-- begin --
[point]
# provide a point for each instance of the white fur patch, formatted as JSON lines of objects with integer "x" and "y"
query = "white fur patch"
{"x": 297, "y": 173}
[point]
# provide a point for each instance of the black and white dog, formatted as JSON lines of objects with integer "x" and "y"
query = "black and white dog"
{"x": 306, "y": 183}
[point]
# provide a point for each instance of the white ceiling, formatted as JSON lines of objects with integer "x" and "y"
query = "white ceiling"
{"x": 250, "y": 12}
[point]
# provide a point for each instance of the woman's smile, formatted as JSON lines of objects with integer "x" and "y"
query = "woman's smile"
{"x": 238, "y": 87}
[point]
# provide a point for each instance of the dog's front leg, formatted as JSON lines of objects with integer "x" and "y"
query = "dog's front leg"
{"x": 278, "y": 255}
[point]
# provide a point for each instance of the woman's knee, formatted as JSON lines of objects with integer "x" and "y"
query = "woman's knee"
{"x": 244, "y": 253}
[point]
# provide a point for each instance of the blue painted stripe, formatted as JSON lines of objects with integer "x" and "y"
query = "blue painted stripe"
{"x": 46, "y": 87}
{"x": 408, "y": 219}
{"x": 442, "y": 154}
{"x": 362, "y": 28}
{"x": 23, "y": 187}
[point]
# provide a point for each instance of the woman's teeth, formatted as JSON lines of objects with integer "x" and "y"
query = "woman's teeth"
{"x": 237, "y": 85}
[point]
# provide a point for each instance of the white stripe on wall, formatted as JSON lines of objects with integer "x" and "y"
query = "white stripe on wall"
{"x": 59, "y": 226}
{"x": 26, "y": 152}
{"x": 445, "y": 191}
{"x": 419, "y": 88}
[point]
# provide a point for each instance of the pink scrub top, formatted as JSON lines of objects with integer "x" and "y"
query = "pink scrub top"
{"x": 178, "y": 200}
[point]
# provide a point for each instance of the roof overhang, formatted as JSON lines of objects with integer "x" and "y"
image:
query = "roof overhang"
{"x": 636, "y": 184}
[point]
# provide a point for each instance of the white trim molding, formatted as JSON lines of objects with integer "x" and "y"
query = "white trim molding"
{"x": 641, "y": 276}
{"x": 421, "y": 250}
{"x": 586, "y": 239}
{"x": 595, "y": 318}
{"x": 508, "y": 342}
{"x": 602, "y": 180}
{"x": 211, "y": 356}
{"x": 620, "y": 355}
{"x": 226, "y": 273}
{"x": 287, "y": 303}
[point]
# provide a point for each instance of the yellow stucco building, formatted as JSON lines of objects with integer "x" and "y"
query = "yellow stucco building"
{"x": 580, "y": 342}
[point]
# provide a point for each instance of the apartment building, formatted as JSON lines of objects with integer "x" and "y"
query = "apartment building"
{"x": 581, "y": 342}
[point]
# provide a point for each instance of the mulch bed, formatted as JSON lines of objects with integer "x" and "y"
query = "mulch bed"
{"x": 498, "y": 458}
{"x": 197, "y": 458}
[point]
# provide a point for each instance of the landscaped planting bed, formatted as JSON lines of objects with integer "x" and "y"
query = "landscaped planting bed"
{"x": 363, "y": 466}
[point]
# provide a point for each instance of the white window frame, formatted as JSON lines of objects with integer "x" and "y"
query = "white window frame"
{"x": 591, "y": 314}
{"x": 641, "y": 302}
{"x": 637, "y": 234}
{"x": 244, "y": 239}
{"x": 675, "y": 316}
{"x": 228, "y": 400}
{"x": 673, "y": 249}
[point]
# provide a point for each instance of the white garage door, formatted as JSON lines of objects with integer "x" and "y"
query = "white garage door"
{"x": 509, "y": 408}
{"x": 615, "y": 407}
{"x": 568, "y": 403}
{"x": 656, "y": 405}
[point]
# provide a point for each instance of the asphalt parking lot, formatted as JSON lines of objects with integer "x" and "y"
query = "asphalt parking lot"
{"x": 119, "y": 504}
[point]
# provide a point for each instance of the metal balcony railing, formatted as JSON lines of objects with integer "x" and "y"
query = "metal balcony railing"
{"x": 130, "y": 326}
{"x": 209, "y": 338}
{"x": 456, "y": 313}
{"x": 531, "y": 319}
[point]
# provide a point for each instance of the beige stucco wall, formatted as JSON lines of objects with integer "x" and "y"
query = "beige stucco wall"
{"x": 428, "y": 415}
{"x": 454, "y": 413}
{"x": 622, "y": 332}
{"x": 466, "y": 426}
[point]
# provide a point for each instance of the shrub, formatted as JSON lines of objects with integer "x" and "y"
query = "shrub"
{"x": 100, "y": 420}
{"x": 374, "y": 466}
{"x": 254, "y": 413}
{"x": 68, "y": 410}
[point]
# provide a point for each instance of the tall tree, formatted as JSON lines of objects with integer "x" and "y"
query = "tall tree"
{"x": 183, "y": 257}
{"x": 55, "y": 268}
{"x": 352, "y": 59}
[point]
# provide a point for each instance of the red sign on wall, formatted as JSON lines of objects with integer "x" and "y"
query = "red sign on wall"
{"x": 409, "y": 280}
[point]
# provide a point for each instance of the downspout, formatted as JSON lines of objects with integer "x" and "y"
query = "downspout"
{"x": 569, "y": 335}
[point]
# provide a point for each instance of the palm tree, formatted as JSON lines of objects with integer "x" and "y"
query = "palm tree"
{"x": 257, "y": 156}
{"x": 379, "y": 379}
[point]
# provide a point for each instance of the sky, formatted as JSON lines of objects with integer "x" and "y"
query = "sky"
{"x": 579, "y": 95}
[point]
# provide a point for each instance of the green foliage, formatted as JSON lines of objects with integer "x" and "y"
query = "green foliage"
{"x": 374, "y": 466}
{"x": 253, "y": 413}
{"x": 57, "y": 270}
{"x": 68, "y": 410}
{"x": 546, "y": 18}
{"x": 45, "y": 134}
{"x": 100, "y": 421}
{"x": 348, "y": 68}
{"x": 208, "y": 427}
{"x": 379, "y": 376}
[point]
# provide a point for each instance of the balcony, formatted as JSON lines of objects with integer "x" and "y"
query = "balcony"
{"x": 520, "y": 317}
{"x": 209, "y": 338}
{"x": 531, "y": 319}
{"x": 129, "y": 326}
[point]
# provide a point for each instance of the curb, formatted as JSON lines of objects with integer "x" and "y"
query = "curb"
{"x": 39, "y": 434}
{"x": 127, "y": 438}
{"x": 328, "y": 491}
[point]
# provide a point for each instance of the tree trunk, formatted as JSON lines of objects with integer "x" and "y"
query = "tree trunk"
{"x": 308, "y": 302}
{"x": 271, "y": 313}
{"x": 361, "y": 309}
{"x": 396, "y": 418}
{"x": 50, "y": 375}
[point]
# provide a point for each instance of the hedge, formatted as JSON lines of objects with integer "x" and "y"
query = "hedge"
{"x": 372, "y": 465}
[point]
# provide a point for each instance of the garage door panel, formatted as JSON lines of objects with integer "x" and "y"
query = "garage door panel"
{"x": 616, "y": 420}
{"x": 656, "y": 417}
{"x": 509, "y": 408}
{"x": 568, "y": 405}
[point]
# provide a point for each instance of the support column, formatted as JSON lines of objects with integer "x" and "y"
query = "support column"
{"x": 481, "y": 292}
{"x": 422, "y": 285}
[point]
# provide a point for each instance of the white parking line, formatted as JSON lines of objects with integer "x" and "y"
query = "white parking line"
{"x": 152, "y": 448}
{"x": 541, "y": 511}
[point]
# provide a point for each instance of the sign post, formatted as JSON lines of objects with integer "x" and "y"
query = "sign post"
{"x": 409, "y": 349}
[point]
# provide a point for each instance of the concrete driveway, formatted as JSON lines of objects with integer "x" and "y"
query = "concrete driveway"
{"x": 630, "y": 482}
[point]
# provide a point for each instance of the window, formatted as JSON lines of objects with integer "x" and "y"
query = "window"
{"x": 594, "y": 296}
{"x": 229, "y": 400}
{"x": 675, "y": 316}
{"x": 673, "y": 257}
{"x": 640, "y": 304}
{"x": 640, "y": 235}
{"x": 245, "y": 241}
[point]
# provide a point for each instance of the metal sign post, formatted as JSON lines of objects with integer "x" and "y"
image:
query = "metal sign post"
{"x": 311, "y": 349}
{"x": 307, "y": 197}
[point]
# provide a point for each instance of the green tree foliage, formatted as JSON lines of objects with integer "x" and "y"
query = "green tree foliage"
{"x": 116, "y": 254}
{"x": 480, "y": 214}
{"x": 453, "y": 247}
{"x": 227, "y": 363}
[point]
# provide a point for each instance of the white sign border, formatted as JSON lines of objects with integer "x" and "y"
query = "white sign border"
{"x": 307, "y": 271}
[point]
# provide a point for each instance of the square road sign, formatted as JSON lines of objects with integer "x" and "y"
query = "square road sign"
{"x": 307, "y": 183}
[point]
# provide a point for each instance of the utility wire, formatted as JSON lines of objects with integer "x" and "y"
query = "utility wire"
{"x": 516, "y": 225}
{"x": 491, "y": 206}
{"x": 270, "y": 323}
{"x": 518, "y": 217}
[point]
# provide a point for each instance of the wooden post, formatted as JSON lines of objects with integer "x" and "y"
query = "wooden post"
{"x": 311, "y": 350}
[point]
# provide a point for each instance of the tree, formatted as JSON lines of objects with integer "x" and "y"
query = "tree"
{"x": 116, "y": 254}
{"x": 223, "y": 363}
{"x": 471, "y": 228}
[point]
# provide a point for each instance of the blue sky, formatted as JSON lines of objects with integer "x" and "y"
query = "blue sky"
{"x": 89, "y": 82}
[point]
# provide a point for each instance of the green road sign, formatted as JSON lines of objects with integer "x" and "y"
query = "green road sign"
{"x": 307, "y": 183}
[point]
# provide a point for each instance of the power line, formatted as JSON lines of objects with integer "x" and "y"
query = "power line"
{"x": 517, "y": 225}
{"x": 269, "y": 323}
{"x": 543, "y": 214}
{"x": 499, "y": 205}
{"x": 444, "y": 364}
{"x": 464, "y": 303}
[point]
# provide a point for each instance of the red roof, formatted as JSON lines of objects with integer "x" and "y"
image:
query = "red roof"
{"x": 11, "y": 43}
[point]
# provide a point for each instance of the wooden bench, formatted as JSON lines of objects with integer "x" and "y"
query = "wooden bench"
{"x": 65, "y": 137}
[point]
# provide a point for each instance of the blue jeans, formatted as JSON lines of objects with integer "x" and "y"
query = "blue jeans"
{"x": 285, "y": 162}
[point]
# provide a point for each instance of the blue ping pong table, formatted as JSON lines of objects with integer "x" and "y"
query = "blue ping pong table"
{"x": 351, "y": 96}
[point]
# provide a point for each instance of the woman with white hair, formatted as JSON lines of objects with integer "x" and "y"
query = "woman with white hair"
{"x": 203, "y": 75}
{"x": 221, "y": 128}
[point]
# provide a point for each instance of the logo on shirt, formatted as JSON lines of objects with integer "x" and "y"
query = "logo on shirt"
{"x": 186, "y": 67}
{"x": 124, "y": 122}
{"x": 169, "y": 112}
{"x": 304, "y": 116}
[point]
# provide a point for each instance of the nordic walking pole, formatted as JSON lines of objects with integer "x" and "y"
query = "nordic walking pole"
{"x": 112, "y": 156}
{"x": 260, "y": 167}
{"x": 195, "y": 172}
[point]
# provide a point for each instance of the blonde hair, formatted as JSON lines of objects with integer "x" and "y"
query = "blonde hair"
-- end --
#### TASK DIRECTIONS:
Pick out each line of the data above that contains the word "concrete" and copy it; letter case counts.

#### CORRECT RESPONSE:
# provide a point for each instance of the concrete driveway, formatted as JSON lines of objects with integer "x" and "y"
query = "concrete driveway"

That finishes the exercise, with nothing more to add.